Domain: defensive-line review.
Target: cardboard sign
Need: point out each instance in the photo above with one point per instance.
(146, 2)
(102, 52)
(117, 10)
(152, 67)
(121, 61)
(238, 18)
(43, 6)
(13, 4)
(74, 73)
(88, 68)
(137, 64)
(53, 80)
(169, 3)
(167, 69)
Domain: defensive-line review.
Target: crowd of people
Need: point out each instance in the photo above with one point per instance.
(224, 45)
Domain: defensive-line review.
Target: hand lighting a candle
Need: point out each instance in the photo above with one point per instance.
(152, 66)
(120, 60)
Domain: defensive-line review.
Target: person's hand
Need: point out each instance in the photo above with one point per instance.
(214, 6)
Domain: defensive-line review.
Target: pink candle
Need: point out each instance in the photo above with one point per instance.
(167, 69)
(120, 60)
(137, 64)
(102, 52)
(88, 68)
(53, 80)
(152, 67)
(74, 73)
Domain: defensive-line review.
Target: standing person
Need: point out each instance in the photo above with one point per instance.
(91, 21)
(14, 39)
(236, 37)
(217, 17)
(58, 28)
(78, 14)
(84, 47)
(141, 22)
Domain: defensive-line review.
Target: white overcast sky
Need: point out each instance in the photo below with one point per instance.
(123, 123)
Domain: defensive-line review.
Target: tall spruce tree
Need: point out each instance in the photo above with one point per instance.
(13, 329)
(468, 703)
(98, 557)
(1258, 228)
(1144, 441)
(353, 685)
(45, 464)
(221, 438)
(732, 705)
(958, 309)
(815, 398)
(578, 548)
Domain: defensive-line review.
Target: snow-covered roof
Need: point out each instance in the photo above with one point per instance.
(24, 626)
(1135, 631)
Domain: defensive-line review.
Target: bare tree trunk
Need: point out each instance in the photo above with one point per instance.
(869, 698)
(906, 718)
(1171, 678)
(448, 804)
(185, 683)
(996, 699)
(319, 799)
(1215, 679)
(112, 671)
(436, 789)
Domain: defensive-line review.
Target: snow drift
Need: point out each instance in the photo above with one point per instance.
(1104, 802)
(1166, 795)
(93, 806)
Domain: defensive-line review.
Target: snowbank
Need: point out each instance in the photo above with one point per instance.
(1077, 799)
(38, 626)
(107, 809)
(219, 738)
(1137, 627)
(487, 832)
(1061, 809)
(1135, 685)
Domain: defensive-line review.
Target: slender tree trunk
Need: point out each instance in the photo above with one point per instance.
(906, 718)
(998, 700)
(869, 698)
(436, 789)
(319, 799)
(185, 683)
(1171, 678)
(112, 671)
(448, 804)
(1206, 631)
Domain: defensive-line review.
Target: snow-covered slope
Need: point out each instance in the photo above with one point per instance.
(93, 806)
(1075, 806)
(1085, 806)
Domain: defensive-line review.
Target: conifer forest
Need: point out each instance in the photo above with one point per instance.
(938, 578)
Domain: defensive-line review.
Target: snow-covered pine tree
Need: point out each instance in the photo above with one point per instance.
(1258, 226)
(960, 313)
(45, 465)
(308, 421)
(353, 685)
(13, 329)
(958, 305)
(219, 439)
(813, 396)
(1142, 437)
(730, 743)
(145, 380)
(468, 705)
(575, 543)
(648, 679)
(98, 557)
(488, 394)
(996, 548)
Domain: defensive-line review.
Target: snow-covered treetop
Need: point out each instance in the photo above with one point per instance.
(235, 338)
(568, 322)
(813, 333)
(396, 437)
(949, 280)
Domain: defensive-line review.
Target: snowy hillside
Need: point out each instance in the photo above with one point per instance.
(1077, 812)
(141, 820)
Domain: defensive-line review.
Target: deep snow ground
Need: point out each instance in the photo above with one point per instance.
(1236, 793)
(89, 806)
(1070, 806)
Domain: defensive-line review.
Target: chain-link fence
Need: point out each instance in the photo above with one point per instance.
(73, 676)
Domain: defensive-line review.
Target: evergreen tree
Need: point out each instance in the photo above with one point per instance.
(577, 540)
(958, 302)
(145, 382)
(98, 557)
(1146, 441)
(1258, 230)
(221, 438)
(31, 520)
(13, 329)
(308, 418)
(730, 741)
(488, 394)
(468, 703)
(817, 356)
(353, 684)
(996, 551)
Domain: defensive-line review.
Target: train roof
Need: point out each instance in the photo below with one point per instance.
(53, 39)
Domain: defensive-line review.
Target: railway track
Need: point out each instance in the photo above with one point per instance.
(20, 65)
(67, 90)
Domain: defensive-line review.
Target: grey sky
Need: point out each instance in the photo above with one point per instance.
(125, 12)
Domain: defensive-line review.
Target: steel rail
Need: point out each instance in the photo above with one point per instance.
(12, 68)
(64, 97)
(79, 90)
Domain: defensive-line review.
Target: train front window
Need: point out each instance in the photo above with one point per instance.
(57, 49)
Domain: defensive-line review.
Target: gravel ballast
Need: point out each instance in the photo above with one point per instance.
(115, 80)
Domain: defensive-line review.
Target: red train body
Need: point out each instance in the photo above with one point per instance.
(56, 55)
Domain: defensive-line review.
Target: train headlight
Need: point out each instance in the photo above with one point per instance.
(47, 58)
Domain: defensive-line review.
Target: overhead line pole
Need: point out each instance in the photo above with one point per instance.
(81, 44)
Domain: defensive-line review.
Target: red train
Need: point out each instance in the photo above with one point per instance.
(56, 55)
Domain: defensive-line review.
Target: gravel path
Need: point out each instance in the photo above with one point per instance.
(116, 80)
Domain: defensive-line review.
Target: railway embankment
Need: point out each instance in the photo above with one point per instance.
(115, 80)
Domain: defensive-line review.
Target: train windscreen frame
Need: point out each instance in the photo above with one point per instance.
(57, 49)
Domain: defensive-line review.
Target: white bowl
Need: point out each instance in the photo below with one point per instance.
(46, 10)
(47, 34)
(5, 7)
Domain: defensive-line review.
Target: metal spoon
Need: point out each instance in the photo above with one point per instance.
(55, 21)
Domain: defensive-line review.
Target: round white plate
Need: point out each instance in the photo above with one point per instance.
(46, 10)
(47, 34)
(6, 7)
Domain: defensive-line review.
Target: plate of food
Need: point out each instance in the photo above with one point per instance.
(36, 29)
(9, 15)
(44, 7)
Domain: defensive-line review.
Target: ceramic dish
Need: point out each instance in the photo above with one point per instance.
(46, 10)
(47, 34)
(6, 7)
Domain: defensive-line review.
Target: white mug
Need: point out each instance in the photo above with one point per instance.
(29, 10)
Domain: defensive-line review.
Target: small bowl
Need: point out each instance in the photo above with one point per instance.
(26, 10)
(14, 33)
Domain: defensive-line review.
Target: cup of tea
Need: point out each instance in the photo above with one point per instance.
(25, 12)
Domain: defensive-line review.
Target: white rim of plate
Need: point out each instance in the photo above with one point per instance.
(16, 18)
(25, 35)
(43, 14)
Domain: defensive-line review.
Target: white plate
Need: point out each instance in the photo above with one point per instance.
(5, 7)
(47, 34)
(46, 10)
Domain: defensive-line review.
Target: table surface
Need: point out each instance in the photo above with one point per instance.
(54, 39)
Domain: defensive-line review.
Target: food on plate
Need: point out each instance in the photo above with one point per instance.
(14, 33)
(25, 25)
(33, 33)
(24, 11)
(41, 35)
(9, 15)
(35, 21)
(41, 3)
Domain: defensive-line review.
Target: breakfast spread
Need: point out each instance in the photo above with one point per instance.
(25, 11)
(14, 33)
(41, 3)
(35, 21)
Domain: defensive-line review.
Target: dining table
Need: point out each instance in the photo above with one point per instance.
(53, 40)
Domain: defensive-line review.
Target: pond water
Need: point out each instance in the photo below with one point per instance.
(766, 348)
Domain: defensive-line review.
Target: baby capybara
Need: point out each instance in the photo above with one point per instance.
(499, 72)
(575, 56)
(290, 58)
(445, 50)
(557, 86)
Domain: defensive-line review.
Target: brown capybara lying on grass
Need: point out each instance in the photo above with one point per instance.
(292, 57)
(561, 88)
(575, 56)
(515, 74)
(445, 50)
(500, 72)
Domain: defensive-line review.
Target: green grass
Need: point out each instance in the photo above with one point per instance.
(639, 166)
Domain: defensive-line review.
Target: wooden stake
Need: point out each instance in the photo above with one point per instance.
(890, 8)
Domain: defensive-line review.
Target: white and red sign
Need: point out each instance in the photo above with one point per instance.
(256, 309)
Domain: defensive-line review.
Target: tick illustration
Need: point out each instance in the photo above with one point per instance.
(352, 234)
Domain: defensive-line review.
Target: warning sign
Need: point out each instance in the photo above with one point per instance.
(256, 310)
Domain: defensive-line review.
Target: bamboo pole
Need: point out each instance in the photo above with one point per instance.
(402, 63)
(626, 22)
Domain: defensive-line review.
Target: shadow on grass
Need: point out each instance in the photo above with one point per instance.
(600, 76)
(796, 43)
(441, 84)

+---+

TASK PROMPT:
Find every line in the records above that contains the string "plate", and copy each one unchanged.

THE COMPLETED TASK:
Target: round white plate
Target: plate of food
Target: white rim of plate
Target: white plate
Target: food on plate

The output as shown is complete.